Please put the listing below into a numbered list, leaving out any blank lines.

Task input below:

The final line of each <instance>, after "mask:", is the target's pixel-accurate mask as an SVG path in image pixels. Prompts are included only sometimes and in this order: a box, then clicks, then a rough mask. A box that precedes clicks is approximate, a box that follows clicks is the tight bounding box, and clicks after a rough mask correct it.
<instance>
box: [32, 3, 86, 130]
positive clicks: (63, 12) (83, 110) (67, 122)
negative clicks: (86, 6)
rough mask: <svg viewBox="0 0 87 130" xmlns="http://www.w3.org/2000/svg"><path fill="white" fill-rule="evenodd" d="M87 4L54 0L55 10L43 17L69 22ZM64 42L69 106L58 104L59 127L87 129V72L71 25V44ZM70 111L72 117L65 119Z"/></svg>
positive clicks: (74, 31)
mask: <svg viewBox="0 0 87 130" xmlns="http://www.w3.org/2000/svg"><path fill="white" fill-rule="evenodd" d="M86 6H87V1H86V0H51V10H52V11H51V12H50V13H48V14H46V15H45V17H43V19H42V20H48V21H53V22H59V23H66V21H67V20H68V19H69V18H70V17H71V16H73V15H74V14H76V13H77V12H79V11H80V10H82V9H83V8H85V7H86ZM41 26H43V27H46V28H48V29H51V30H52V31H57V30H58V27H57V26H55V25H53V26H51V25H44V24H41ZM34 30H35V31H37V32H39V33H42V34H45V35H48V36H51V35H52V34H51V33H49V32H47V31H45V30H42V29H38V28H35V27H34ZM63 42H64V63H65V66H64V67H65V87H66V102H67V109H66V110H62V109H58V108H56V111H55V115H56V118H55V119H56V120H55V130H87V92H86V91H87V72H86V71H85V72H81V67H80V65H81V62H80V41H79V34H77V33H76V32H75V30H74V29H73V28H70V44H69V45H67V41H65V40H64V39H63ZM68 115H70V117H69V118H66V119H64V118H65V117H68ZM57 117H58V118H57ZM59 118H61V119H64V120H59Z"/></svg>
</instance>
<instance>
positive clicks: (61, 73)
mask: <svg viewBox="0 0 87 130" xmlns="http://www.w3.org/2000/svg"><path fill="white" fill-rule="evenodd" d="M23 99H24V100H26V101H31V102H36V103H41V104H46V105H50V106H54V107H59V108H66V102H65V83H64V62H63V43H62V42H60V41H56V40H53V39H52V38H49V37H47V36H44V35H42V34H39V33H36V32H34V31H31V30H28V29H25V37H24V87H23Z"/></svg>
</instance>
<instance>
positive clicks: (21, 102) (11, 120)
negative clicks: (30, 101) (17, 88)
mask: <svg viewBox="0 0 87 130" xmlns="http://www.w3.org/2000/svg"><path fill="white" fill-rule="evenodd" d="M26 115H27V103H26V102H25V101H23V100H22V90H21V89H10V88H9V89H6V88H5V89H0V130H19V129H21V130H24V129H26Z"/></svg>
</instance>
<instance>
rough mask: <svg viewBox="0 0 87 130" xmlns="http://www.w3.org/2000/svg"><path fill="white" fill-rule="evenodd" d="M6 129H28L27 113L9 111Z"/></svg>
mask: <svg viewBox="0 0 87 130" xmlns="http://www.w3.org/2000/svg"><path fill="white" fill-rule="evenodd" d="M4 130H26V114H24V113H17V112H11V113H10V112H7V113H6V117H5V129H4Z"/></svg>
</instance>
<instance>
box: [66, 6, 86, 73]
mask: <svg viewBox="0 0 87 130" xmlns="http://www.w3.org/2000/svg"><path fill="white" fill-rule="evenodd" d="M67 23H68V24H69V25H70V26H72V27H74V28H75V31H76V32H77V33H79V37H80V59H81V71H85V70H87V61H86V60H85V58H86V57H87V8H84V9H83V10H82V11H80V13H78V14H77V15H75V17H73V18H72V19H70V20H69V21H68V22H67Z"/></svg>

End of Task input.

> **Result of this exercise**:
1. The final line of each <instance>, after "mask:", is the target's pixel-accurate mask as an SVG path in image pixels. Prompts are included only sometimes and in this order: a box, then clicks, then a rough mask. A box that precedes clicks is approximate, a box that follows clicks is the tight bounding box, and clicks after a rough mask correct it.
2. <instance>
3. box: [32, 3, 86, 130]
4. positive clicks: (63, 12) (83, 110) (67, 122)
5. negative clicks: (86, 6)
6. rough mask: <svg viewBox="0 0 87 130" xmlns="http://www.w3.org/2000/svg"><path fill="white" fill-rule="evenodd" d="M87 4L54 0L55 10L43 17L69 22ZM64 42L69 106L58 104L59 127L87 129V72L71 25V44ZM70 111L72 117L65 119Z"/></svg>
7. positive clicks: (74, 31)
8. mask: <svg viewBox="0 0 87 130" xmlns="http://www.w3.org/2000/svg"><path fill="white" fill-rule="evenodd" d="M86 6H87V1H86V0H51V10H52V11H51V12H50V13H48V14H46V15H45V17H43V19H42V20H48V21H53V22H59V23H66V21H67V20H68V19H69V18H70V17H71V16H73V15H74V14H76V13H77V12H79V11H80V10H82V9H83V8H85V7H86ZM41 26H43V27H46V28H48V29H51V30H52V31H57V30H58V27H57V26H55V25H53V26H51V25H44V24H41ZM34 30H35V31H37V32H39V33H42V34H45V35H48V36H51V35H52V34H51V33H49V32H47V31H45V30H42V29H38V28H35V27H34ZM63 42H64V63H65V66H64V67H65V87H66V102H67V109H66V110H62V109H58V108H56V111H55V115H56V118H55V119H56V120H55V130H87V92H86V91H87V72H86V71H85V72H81V67H80V65H81V62H80V41H79V34H77V33H76V32H75V30H74V29H73V28H70V44H69V45H67V41H65V40H64V39H63ZM68 115H70V117H69V118H66V119H64V118H65V117H68ZM57 117H58V118H57ZM59 118H61V119H64V120H59Z"/></svg>
9. </instance>
10. <instance>
11. positive clicks: (61, 73)
12. mask: <svg viewBox="0 0 87 130" xmlns="http://www.w3.org/2000/svg"><path fill="white" fill-rule="evenodd" d="M23 99H24V100H26V101H31V102H36V103H41V104H46V105H50V106H54V107H59V108H66V102H65V83H64V62H63V43H62V42H60V41H56V40H53V39H52V38H49V37H47V36H44V35H42V34H39V33H36V32H34V31H31V30H28V29H25V37H24V87H23Z"/></svg>
13. </instance>
14. <instance>
15. positive clicks: (21, 102) (11, 120)
16. negative clicks: (30, 101) (17, 88)
17. mask: <svg viewBox="0 0 87 130" xmlns="http://www.w3.org/2000/svg"><path fill="white" fill-rule="evenodd" d="M26 115H27V103H26V102H25V101H23V100H22V90H21V89H10V88H9V89H6V88H5V89H0V130H19V129H21V130H24V129H26Z"/></svg>
18. </instance>
19. <instance>
20. rough mask: <svg viewBox="0 0 87 130" xmlns="http://www.w3.org/2000/svg"><path fill="white" fill-rule="evenodd" d="M6 129H28L27 113L9 111Z"/></svg>
21. mask: <svg viewBox="0 0 87 130" xmlns="http://www.w3.org/2000/svg"><path fill="white" fill-rule="evenodd" d="M4 130H26V114H24V113H17V112H11V113H10V112H7V113H6V117H5V129H4Z"/></svg>
22. </instance>
23. <instance>
24. box: [66, 6, 86, 73]
25. mask: <svg viewBox="0 0 87 130" xmlns="http://www.w3.org/2000/svg"><path fill="white" fill-rule="evenodd" d="M67 23H68V24H69V25H70V26H72V27H74V28H75V31H76V32H77V33H79V37H80V59H81V71H85V70H87V61H86V60H85V58H86V57H87V8H84V9H83V10H82V11H80V13H78V14H77V15H75V17H73V18H72V19H70V20H69V21H68V22H67Z"/></svg>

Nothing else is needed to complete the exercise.